## Task data
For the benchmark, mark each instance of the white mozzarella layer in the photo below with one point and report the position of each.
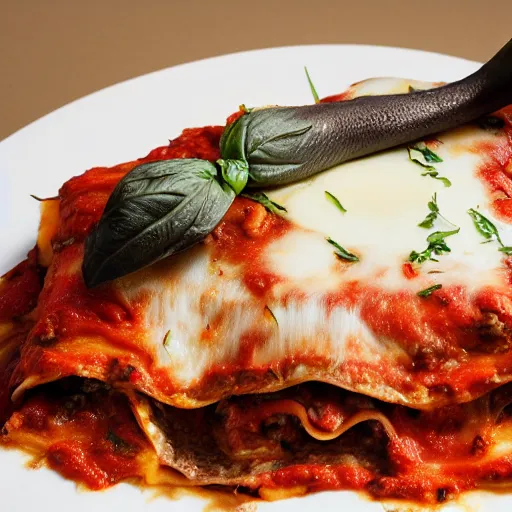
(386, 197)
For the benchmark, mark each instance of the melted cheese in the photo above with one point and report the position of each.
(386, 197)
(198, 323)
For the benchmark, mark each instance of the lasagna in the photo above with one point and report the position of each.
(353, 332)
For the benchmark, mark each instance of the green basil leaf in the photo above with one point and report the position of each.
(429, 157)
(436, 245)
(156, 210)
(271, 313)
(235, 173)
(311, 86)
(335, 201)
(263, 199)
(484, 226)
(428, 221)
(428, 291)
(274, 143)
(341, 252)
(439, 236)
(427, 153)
--
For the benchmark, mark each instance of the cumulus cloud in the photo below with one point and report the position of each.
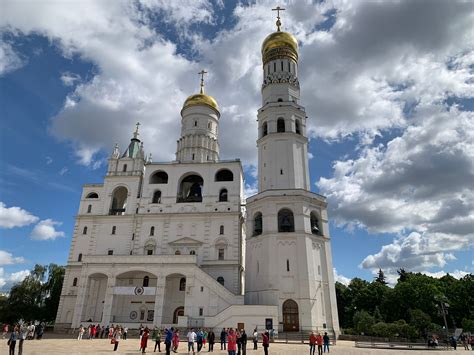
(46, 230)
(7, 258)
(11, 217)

## Set task
List each line of the records above that contains the word "instance". Case counts.

## Result
For the benchmark, mark each instance of the white mozzarella layer in the photo below with one point and report the position of each.
For the benchmark, mark each instance of the melted cheese in the photo above with one point and report the position of each.
For the benchmark, mark each instance of the lasagna in the photo above with one point and report the position of each.
For the benchmark, mark each instance of the green basil leaf in the photo above with one point and report the position of each.
For the benchmark, mark each instance of the cumulus cloud in the photo below with one point and report the position of each.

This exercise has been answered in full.